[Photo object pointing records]
● ● ●

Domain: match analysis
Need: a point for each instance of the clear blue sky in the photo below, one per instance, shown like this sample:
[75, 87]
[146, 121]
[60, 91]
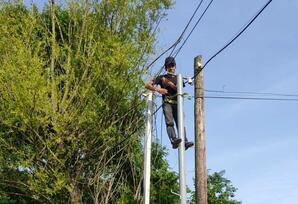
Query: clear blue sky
[254, 141]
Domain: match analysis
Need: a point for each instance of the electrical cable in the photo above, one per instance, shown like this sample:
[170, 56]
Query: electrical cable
[176, 42]
[230, 42]
[249, 98]
[251, 93]
[177, 52]
[189, 21]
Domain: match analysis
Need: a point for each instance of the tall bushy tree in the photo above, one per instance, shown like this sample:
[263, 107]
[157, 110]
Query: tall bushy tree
[71, 112]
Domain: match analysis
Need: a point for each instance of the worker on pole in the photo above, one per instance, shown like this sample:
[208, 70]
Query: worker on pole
[166, 86]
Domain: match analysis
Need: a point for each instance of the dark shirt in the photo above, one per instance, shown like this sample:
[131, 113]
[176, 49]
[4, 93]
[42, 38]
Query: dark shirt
[172, 93]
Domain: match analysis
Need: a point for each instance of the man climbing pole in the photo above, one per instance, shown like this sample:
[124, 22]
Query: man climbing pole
[167, 88]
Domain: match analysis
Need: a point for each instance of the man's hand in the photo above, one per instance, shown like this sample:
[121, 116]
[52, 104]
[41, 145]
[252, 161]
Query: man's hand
[161, 91]
[168, 83]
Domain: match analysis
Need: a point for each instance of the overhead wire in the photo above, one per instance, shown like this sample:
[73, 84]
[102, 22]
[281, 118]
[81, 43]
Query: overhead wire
[194, 27]
[249, 98]
[173, 46]
[189, 21]
[250, 93]
[237, 35]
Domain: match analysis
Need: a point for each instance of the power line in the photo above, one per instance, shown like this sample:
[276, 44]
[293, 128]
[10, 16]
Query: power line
[251, 93]
[229, 43]
[188, 25]
[177, 41]
[250, 98]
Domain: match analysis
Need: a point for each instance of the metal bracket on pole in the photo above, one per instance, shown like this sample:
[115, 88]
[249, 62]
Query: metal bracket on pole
[147, 149]
[181, 136]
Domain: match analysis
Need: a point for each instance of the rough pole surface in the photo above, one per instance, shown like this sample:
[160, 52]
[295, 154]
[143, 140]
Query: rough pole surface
[200, 140]
[181, 136]
[147, 149]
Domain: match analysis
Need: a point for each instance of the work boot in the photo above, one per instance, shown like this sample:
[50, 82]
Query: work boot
[176, 142]
[188, 145]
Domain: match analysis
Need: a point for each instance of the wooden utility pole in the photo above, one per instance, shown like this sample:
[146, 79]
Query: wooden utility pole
[200, 141]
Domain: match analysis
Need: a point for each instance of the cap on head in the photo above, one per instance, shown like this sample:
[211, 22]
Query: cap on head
[170, 61]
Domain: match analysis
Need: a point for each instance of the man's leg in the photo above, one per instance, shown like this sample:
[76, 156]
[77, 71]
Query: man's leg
[175, 114]
[168, 113]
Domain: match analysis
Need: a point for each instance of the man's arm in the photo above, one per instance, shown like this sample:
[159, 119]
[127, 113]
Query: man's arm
[150, 86]
[168, 83]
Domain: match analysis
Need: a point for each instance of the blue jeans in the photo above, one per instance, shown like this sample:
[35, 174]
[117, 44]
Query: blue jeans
[171, 114]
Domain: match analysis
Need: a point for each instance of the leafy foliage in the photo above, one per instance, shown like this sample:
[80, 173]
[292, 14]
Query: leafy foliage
[220, 190]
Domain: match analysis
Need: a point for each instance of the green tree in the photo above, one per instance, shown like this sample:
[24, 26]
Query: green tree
[71, 112]
[220, 190]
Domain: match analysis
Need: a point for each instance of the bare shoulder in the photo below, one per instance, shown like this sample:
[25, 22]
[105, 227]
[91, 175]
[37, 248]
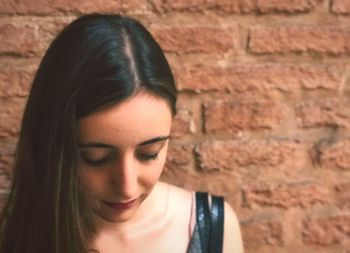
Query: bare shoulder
[232, 232]
[179, 196]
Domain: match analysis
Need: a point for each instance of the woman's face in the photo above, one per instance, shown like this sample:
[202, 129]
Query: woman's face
[123, 150]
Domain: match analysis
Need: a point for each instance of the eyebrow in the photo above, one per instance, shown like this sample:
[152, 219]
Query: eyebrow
[105, 145]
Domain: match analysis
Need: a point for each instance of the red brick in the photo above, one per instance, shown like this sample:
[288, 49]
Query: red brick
[258, 234]
[232, 117]
[261, 78]
[15, 78]
[197, 39]
[289, 6]
[326, 231]
[18, 37]
[183, 124]
[179, 156]
[7, 150]
[247, 153]
[285, 195]
[342, 195]
[340, 6]
[238, 6]
[334, 155]
[64, 6]
[321, 113]
[299, 39]
[11, 111]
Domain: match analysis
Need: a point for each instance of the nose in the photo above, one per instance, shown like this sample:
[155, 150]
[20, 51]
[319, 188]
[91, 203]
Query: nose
[124, 178]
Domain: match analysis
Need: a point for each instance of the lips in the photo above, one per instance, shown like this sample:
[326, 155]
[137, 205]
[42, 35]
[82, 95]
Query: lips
[121, 205]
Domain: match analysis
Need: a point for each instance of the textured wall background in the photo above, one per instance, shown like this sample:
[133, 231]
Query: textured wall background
[264, 108]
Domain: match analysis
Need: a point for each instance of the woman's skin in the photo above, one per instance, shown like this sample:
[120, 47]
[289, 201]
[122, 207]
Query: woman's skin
[123, 150]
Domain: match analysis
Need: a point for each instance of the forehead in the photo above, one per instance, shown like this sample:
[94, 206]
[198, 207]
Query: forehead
[137, 119]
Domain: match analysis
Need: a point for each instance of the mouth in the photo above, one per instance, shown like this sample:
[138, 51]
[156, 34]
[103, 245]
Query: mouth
[121, 205]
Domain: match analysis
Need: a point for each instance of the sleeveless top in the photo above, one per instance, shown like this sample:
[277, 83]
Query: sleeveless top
[208, 232]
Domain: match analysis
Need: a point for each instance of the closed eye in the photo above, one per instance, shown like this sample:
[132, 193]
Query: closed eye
[147, 157]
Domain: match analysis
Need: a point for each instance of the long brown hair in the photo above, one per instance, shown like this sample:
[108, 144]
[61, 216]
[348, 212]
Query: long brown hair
[97, 60]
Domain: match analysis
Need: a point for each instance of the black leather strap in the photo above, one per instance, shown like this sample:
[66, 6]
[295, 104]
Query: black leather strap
[203, 219]
[217, 224]
[210, 222]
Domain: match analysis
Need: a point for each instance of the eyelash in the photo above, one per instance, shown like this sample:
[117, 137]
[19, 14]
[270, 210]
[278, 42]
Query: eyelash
[148, 157]
[108, 158]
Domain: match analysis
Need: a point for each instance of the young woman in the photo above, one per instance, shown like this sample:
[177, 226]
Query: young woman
[92, 146]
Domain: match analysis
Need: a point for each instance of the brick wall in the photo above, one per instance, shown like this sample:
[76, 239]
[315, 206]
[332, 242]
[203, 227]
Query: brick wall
[264, 112]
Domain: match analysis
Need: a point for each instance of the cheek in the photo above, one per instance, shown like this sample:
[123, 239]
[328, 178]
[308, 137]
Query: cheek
[152, 173]
[91, 183]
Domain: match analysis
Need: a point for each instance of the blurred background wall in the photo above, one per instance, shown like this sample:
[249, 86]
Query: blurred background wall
[264, 109]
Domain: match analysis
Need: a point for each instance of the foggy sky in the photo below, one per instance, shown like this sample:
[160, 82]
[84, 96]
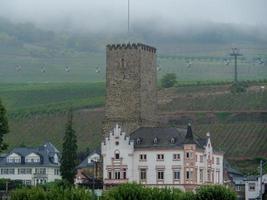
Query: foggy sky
[111, 15]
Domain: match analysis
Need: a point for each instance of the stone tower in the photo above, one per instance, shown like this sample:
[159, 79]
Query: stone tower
[131, 78]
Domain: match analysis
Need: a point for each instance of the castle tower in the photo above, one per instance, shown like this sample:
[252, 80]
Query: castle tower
[131, 78]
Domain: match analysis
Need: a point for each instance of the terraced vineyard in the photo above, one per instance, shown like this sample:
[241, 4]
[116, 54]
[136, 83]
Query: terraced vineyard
[237, 140]
[237, 123]
[209, 99]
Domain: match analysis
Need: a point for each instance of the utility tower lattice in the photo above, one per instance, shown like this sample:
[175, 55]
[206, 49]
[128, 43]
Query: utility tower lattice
[235, 53]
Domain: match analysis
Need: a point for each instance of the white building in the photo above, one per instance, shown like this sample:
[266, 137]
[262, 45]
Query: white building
[160, 157]
[31, 165]
[252, 187]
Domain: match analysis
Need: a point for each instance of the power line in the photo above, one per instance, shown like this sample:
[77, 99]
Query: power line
[235, 53]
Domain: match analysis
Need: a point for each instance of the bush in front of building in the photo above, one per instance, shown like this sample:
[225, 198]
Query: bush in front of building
[217, 192]
[57, 193]
[135, 191]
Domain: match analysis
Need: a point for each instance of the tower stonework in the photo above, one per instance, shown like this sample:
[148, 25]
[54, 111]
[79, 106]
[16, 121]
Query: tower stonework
[131, 92]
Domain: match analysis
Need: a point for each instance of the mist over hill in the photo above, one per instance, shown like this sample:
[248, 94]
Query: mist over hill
[19, 34]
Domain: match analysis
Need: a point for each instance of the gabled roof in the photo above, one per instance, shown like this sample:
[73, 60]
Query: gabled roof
[46, 152]
[161, 137]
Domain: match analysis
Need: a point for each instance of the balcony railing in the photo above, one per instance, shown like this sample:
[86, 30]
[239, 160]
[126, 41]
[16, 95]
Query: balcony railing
[115, 181]
[39, 175]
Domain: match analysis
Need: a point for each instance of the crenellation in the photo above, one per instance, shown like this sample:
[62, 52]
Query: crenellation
[131, 98]
[131, 46]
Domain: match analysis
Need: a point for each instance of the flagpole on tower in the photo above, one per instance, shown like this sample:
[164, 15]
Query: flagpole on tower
[128, 17]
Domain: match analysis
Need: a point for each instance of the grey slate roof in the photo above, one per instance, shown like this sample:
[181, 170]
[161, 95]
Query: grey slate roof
[46, 153]
[166, 138]
[85, 164]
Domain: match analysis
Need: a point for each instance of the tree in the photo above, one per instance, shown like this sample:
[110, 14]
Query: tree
[4, 129]
[69, 153]
[168, 80]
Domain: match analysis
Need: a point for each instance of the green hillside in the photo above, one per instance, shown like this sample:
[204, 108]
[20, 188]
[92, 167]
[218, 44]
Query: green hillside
[237, 123]
[32, 55]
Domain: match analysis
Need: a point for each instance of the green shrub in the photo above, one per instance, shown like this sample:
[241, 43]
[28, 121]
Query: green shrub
[135, 191]
[53, 193]
[168, 80]
[215, 192]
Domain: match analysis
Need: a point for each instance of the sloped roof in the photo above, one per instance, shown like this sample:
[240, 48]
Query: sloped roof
[45, 152]
[144, 137]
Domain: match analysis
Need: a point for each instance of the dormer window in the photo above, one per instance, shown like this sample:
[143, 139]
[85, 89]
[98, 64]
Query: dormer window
[14, 158]
[55, 158]
[32, 158]
[173, 140]
[117, 155]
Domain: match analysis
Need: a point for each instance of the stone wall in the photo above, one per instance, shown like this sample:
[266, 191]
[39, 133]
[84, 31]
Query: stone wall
[131, 98]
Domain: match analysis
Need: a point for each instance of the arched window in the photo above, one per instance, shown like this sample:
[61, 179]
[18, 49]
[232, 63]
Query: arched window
[117, 154]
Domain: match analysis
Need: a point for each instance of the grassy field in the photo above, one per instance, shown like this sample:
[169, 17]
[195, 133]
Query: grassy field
[47, 98]
[213, 98]
[206, 65]
[237, 123]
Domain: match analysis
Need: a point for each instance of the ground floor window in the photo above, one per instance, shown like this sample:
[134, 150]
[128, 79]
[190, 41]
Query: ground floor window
[117, 175]
[8, 171]
[176, 175]
[143, 174]
[160, 175]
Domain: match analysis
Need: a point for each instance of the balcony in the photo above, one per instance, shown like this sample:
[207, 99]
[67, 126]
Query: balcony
[116, 161]
[115, 181]
[40, 176]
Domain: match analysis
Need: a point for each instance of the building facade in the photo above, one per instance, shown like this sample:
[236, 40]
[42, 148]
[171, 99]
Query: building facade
[252, 187]
[131, 78]
[90, 168]
[160, 157]
[31, 165]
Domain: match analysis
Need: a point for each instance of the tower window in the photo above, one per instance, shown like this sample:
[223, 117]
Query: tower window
[173, 140]
[117, 155]
[155, 141]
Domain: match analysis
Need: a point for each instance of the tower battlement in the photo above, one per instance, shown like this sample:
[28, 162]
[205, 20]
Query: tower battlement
[131, 79]
[131, 46]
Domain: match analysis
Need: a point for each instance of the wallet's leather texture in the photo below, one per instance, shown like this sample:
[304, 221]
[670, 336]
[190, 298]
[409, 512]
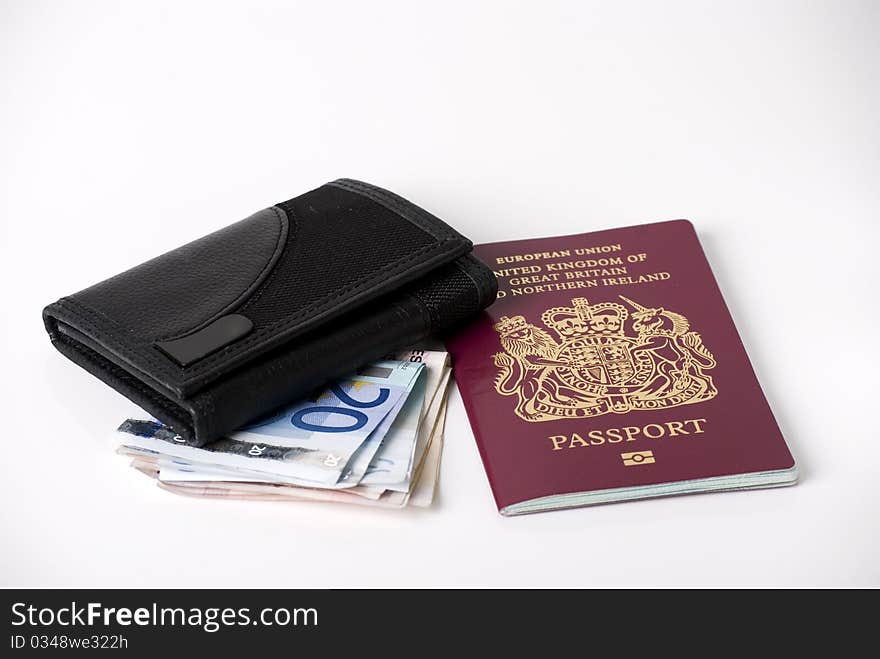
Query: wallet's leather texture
[217, 332]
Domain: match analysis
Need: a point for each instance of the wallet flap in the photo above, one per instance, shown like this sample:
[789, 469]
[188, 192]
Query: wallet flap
[190, 316]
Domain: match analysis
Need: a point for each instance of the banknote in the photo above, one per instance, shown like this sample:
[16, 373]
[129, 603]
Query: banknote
[311, 441]
[392, 467]
[390, 459]
[422, 495]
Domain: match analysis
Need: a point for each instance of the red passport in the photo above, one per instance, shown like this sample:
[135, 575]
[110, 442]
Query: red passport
[609, 369]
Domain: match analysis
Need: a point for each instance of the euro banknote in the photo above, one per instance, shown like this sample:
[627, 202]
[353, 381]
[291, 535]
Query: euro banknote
[311, 441]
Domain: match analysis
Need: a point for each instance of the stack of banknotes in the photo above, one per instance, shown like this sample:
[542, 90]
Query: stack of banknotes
[373, 438]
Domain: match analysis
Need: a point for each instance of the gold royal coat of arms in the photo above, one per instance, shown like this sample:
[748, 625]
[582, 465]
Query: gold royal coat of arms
[596, 367]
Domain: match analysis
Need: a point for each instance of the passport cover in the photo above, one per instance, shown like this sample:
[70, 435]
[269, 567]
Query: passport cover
[609, 368]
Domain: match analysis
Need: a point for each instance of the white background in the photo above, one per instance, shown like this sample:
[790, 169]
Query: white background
[127, 129]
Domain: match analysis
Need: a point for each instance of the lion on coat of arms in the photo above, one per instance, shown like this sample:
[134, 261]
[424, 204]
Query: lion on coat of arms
[595, 366]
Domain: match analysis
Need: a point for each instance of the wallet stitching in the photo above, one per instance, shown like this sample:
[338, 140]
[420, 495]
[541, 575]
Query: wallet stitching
[323, 304]
[135, 355]
[265, 285]
[280, 243]
[401, 207]
[106, 333]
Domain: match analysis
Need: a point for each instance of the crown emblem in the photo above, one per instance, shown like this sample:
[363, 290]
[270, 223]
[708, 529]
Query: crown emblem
[507, 326]
[585, 319]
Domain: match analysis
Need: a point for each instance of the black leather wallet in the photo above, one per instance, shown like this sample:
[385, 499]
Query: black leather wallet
[215, 333]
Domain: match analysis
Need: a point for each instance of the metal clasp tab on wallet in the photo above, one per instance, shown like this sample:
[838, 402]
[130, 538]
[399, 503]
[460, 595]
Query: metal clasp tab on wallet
[223, 331]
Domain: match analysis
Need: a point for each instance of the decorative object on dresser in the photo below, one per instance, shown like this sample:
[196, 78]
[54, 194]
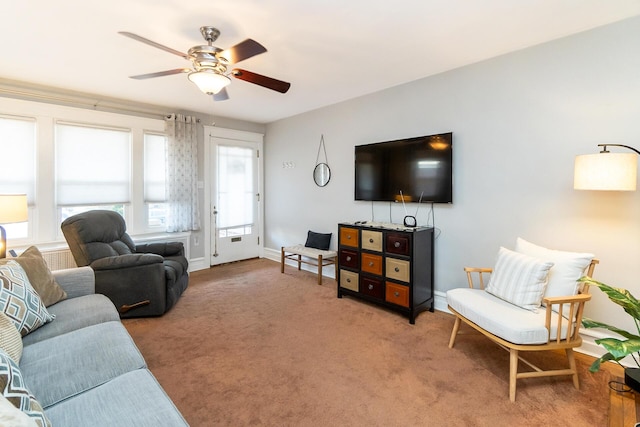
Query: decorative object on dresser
[508, 311]
[387, 264]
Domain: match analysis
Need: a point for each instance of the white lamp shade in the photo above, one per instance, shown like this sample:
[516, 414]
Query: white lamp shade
[606, 171]
[13, 208]
[209, 81]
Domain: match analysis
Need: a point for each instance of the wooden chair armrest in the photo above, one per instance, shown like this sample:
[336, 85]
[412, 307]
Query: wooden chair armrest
[570, 310]
[480, 271]
[566, 299]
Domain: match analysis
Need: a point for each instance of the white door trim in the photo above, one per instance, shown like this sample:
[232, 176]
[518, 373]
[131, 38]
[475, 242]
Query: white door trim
[216, 132]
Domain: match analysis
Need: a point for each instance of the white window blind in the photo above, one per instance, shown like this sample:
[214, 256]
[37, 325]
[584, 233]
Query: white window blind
[155, 149]
[18, 154]
[93, 165]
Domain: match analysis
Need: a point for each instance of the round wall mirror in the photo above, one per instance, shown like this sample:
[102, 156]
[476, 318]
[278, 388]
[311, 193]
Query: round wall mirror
[321, 174]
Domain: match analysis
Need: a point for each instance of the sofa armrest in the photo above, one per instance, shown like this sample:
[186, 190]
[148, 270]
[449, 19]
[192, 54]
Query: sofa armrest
[76, 282]
[162, 248]
[125, 261]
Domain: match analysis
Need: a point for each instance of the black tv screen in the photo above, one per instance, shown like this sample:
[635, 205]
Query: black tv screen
[412, 168]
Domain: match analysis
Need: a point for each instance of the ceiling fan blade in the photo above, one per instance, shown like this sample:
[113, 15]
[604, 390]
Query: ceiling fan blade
[154, 44]
[223, 95]
[260, 80]
[161, 73]
[242, 51]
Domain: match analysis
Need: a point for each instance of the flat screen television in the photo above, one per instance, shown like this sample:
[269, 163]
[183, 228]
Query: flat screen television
[412, 168]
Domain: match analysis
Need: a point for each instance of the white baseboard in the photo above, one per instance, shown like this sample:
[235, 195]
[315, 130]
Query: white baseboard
[196, 264]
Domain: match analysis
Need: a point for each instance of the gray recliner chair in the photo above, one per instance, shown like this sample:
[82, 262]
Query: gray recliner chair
[141, 280]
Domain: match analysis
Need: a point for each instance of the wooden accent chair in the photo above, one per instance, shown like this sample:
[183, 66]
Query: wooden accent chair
[554, 326]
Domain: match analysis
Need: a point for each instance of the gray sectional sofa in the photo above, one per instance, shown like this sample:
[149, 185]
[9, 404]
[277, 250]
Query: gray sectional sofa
[84, 368]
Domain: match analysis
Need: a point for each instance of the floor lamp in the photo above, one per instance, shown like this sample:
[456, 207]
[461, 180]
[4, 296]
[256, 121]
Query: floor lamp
[13, 208]
[606, 170]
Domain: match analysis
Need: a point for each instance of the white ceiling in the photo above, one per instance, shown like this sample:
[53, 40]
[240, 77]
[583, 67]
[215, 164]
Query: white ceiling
[330, 50]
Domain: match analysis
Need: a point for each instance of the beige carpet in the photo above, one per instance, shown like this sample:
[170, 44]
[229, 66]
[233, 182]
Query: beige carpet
[247, 345]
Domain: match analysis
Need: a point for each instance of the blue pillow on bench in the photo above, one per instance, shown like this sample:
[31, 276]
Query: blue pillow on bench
[318, 240]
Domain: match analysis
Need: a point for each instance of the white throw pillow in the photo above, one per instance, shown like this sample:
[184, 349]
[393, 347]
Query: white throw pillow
[568, 267]
[519, 279]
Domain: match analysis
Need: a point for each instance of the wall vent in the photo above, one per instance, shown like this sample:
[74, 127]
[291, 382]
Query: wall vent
[59, 259]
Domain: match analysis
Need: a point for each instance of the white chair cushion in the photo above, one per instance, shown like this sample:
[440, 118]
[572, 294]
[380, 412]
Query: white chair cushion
[310, 252]
[502, 318]
[567, 268]
[519, 279]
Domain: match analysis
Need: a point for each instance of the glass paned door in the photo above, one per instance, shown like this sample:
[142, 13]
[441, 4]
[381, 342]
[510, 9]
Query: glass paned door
[235, 201]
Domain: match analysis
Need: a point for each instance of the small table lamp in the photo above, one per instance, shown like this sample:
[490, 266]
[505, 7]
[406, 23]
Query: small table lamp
[13, 208]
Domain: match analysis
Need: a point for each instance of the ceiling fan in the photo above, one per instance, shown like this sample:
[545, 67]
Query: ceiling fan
[209, 64]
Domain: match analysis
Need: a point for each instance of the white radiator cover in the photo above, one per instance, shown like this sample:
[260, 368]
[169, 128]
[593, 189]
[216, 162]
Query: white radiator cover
[59, 259]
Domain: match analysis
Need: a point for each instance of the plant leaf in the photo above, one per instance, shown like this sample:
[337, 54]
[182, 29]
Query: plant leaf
[620, 296]
[590, 323]
[595, 366]
[619, 348]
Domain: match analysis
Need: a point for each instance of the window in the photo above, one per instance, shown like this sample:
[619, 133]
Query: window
[92, 168]
[155, 151]
[18, 171]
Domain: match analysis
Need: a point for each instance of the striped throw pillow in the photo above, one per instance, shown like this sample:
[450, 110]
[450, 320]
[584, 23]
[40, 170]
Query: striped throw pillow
[519, 279]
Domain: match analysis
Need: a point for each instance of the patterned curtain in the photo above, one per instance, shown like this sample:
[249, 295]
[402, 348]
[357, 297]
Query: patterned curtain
[182, 173]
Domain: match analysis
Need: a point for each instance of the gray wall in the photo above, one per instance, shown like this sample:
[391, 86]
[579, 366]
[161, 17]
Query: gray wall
[518, 121]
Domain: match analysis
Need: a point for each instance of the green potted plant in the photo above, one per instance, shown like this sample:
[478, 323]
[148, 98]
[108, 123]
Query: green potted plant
[618, 349]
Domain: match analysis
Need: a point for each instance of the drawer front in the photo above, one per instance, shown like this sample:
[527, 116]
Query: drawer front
[349, 258]
[372, 240]
[349, 237]
[349, 280]
[398, 244]
[371, 263]
[397, 294]
[398, 269]
[372, 287]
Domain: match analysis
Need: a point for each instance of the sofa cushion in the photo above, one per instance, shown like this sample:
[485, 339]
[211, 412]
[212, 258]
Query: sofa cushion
[19, 301]
[40, 276]
[67, 365]
[134, 399]
[519, 279]
[75, 313]
[12, 416]
[14, 388]
[567, 268]
[502, 318]
[10, 338]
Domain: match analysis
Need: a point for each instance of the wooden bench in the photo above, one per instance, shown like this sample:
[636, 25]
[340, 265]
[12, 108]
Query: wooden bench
[312, 256]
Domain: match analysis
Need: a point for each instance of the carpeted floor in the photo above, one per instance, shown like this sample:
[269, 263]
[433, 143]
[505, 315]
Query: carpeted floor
[247, 345]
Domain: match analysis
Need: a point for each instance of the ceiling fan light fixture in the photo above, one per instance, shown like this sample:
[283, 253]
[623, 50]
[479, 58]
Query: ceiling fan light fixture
[208, 81]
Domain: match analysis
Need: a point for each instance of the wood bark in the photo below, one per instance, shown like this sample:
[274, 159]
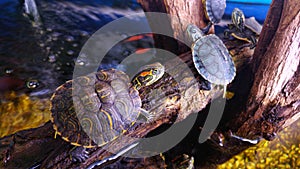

● ● ●

Exercise aim »
Report every line in the entries above that contains the word "castle", and copy each of those lines in full.

Task response »
Need: a point for each instance of the castle tower in the photo above, one per instance, shown like this sample:
Query: castle tower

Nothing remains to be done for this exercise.